---- Records to use

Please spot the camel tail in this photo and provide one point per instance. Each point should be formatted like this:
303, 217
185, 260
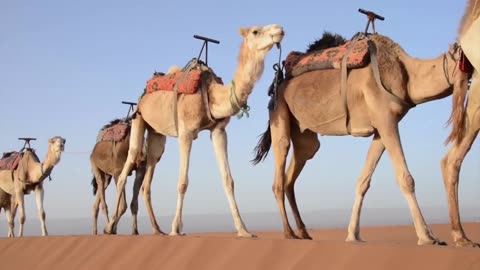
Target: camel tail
263, 146
94, 186
457, 117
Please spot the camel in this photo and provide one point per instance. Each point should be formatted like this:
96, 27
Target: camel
107, 160
465, 120
193, 114
29, 176
313, 103
6, 205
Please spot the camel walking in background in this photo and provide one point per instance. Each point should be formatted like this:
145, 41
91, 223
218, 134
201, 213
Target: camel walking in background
107, 160
29, 176
465, 120
372, 101
162, 114
6, 203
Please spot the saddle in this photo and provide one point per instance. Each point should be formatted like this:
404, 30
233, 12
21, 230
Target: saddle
187, 81
116, 132
10, 160
298, 63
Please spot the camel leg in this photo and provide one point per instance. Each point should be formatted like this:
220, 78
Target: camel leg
388, 131
39, 193
8, 215
451, 165
363, 184
139, 175
280, 135
185, 146
20, 203
155, 148
219, 141
135, 147
305, 146
100, 197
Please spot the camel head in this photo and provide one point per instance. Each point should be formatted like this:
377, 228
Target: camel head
56, 147
261, 39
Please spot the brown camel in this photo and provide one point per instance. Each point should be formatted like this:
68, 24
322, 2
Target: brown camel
107, 160
6, 205
155, 112
313, 103
465, 119
29, 176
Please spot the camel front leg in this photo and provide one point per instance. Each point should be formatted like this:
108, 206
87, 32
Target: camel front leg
39, 193
451, 165
139, 175
279, 126
185, 145
219, 141
155, 148
363, 184
19, 196
388, 131
305, 145
135, 147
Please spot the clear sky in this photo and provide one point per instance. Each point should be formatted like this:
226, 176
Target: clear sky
65, 66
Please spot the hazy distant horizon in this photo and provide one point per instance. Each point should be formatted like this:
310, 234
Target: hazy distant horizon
255, 221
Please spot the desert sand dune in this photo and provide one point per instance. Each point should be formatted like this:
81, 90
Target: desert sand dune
392, 247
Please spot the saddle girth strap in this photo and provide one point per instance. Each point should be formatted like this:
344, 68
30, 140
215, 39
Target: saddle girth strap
376, 74
343, 82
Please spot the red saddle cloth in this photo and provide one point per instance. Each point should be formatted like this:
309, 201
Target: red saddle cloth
116, 133
298, 63
189, 84
10, 160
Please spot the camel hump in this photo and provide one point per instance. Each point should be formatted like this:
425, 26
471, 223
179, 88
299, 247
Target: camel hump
10, 160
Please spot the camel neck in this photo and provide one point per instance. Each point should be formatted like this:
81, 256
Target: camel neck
430, 79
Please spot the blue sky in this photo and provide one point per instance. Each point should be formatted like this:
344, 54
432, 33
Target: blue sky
66, 66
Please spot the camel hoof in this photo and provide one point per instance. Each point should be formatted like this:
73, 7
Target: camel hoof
290, 235
177, 234
432, 242
466, 243
304, 235
246, 234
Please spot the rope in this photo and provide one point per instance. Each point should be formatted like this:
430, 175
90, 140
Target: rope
243, 109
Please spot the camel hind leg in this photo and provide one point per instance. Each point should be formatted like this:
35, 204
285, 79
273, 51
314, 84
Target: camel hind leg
135, 147
139, 175
155, 148
280, 139
305, 145
363, 184
452, 162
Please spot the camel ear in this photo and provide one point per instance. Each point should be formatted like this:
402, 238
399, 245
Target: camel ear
243, 32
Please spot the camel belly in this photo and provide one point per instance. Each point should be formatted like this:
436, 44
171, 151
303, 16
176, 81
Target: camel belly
158, 112
319, 106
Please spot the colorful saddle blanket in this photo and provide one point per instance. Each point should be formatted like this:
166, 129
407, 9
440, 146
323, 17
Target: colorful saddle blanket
117, 132
10, 160
298, 63
189, 84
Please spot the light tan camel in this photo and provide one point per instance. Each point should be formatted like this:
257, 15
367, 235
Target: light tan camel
155, 113
29, 176
313, 103
107, 160
6, 205
465, 119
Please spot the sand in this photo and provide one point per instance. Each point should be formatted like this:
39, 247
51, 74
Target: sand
391, 248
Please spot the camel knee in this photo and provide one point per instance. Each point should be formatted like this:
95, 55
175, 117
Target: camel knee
182, 188
407, 184
278, 191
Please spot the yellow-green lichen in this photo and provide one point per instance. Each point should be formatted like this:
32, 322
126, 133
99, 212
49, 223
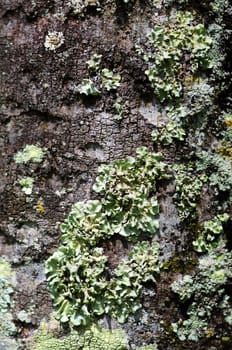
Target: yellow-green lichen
30, 153
91, 339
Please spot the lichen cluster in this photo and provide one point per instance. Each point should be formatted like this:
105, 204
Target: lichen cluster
77, 272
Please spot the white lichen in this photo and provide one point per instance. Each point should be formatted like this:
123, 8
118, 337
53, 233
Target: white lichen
53, 40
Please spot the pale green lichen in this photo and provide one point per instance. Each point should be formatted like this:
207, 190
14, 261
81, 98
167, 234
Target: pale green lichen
169, 43
110, 80
94, 62
92, 339
30, 153
7, 281
87, 87
27, 185
205, 289
53, 40
77, 273
211, 234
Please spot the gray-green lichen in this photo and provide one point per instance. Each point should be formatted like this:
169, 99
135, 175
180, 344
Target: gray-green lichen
30, 153
92, 339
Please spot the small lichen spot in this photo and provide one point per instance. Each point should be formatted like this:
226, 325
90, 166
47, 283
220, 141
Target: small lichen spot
53, 40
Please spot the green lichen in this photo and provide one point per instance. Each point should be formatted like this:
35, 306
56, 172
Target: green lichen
7, 327
92, 339
170, 133
30, 153
211, 234
171, 43
110, 80
205, 289
94, 62
77, 273
87, 87
188, 190
218, 169
27, 185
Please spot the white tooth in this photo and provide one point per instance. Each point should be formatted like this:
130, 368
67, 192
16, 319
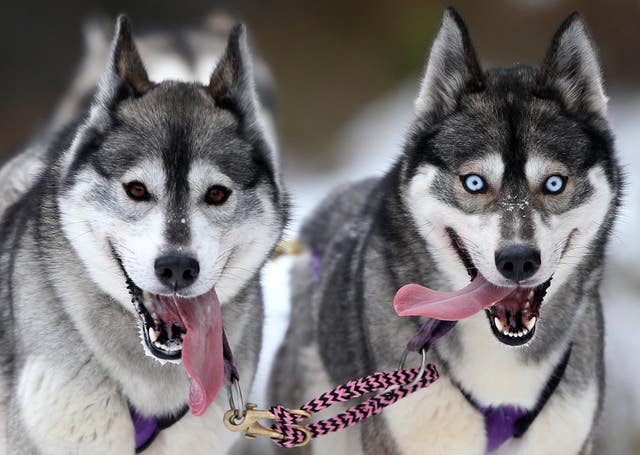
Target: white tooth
153, 334
531, 323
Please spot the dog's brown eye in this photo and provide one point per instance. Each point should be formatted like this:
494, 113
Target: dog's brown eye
217, 195
137, 191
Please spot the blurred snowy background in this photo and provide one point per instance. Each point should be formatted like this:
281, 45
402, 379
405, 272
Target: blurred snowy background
346, 74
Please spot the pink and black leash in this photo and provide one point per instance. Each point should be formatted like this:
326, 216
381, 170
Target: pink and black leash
404, 382
288, 429
395, 385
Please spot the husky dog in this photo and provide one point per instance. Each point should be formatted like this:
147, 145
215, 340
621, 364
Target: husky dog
185, 54
165, 192
508, 176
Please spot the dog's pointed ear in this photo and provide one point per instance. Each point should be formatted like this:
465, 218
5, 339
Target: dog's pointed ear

--------

To do: Make a verbatim copy of all the entries and strip out the pictures.

Solved problem:
Please spot the camel tail in this photo and provide one point per instance. Each point should be formatted like this:
303, 217
185, 260
Target: camel tail
263, 146
94, 186
457, 117
Please spot the camel in this photo and provide one point per instance. Each point should be formatted like this:
96, 27
Target: camel
107, 160
465, 120
193, 114
29, 176
313, 103
6, 205
Please spot the camel walking in background in this photo and provide one point per instance. Each point should be formatted like this:
145, 41
91, 223
218, 134
201, 213
Target: camel walking in background
107, 160
29, 176
465, 120
372, 101
162, 114
6, 203
Please spot the saddle in this photo and provide one point per instance. Each point should be formatted like this:
404, 30
233, 12
21, 230
Target: saddle
187, 81
116, 132
10, 160
298, 63
Please spot the camel leg in this photo and provide one point per instance. Each point should be formatted like this:
220, 78
Target: camel leg
388, 131
39, 193
8, 215
451, 165
363, 184
139, 175
280, 135
185, 146
20, 203
155, 148
219, 141
135, 147
305, 146
100, 197
Please spot the camel head in this photo and provide one point per instance. Each point should be formatted like this:
377, 228
Target: camel head
56, 147
261, 39
Please spot the brown camel in this photo and provide one point per instance. Each point should be formatted like this:
68, 24
322, 2
Target: brown camel
107, 160
6, 205
155, 112
313, 103
465, 119
29, 176
Please spot the camel front leg in this photo and provide one point per instance. Each point should be formatted like this:
108, 206
87, 32
Target: camel front leg
39, 193
451, 165
139, 175
279, 126
185, 145
219, 141
155, 148
363, 184
19, 196
388, 131
305, 145
135, 147
Please spot the clear sky in this photo and provide one point per instance. Each point should be formatted like this:
226, 176
Target: clear sky
65, 66
Please spot the hazy distant horizon in this photo and provide one point per instance. Each point should be formatted like this:
310, 234
Target: hazy distant horizon
255, 221
Please spot the desert sand dune in this photo and provide one point per instance. Each point should be formatted like this:
81, 90
Target: desert sand dune
392, 247
Please spot the saddle girth strap in this photo and provide one point per instance. Each point should be formatted like this:
344, 68
30, 140
215, 39
Target: saddle girth strap
376, 74
343, 82
Please spot the red saddle cloth in this photo and provide one point per instance. Each point should be formatted like this:
309, 201
Target: red saddle cloth
116, 133
298, 63
189, 84
10, 160
Please spot the camel hump in this photo and provide one point per instance. Each point should be formatted like this:
425, 26
471, 223
179, 88
299, 247
Target: camel hump
10, 160
Please spot the camel neck in this photo and provide one point per instance. Each point should be formatted like this:
81, 256
Target: camel neck
430, 79
Please spot the blue sky in this photo and provide one point per instance. Each point should be formatted like this:
344, 54
432, 33
Target: blue sky
66, 66
Please spot the camel hoof in this photo and provide one point per instance. Each point should be formatted like this:
73, 7
Target: camel hoof
290, 235
177, 234
432, 242
466, 243
304, 235
246, 234
Please spot the rope in this photo and provide one point per instance. Each point should be formatted like this:
430, 175
90, 140
Target: rope
243, 109
Please spot the camel hind leg in this photo and provide one point per instance. Each point should be formatted like this:
35, 204
285, 79
273, 51
314, 84
Target: camel hind leg
135, 147
139, 175
155, 148
280, 139
305, 145
363, 184
452, 162
Please spot the camel ear in this photo and provide one point per instance. Each point should be formatted like this:
402, 238
399, 245
Target: camel ear
243, 32
Please spot the camel belly in this photo and provide one point per instance. Each point should be formatted like this:
436, 44
171, 151
303, 16
176, 81
Target: camel belly
158, 112
319, 106
Please spot the colorful saddle blanket in this photo and provide one point per instance. Each point should be formatted like this:
166, 129
407, 9
440, 146
323, 17
Target: colorful saddle blanket
117, 132
10, 160
298, 63
189, 84
Please spot the light tan camel in this photo and provide one point per instance. Each point should be formatted like this:
257, 15
367, 235
Target: light tan camel
155, 113
29, 176
313, 103
107, 160
6, 205
465, 119
Please spot the sand in this photo and provide one point per instance. Each point should be formatted like this:
39, 247
51, 74
Target: sand
391, 248
Please spot the camel knee in this photo and provide one point per instance. Each point should be formatted like this:
95, 55
175, 117
Target: camel knee
182, 188
407, 184
278, 191
Please spot the yellow-green lichen in this photo and provide one point per instance. Each point should be formatted like this:
32, 322
126, 133
99, 212
49, 223
Target: yellow-green lichen
30, 153
91, 339
Please spot the lichen cluster in this photo and provide one point per instance. Each point should be formatted like this:
105, 204
Target: lichen cluster
77, 272
Please spot the white lichen in this photo and provide one point per instance. Each point should be formatted like this:
123, 8
118, 337
53, 233
Target: white lichen
53, 40
Please spot the pale green lichen in this photo and provide one point per instance. Each point should be formatted like this:
207, 190
14, 261
81, 98
167, 234
Target: pale green lichen
169, 43
110, 80
94, 62
92, 339
30, 153
7, 281
87, 87
27, 185
205, 289
53, 40
77, 273
211, 234
Please spot the gray-green lichen in this photo and provide one point per instance. Each point should be formatted like this:
169, 99
135, 175
180, 344
Target: gray-green lichen
30, 153
92, 339
Please spot the small lichen spot in this photo and provide one point per instance. Each point should be formatted like this:
226, 325
90, 166
47, 283
220, 141
Target: small lichen spot
53, 40
Please spot the green lichen in this photo and provide one point per instance. Each point should be formatted like this:
35, 306
56, 172
Target: green lichen
7, 327
92, 339
170, 133
30, 153
211, 234
171, 43
110, 80
205, 289
94, 62
77, 273
87, 87
188, 190
218, 169
27, 185
Please spot the white tooth in this photo and provide one point per instance. Each point should be formatted like this:
130, 368
67, 192
16, 319
Target: white tooth
153, 334
531, 323
Please spot the dog's brown eye in this photo and provide one point per instance. Each point should be formatted like this:
494, 113
Target: dog's brown eye
217, 195
137, 191
Please spot the blurred snowy background in this photo and provide one point per instance. Each point should be formatted like this:
281, 45
402, 379
405, 272
Target: blurred snowy background
346, 74
Please spot the pink and black leash in this photo and provide one point per instance. Each point should be formatted like this:
326, 216
381, 170
Target: pink and black leash
404, 382
288, 429
395, 385
Please spot the husky dog in this photo and provide one point per instance. Each point should be formatted like this:
147, 145
215, 340
621, 364
Target: husky dog
185, 54
165, 192
508, 176
Please spot the dog's pointed ear in this photo and provide one point per instance. Each point should be formatted like this:
465, 218
5, 339
Target: dog's pointed ear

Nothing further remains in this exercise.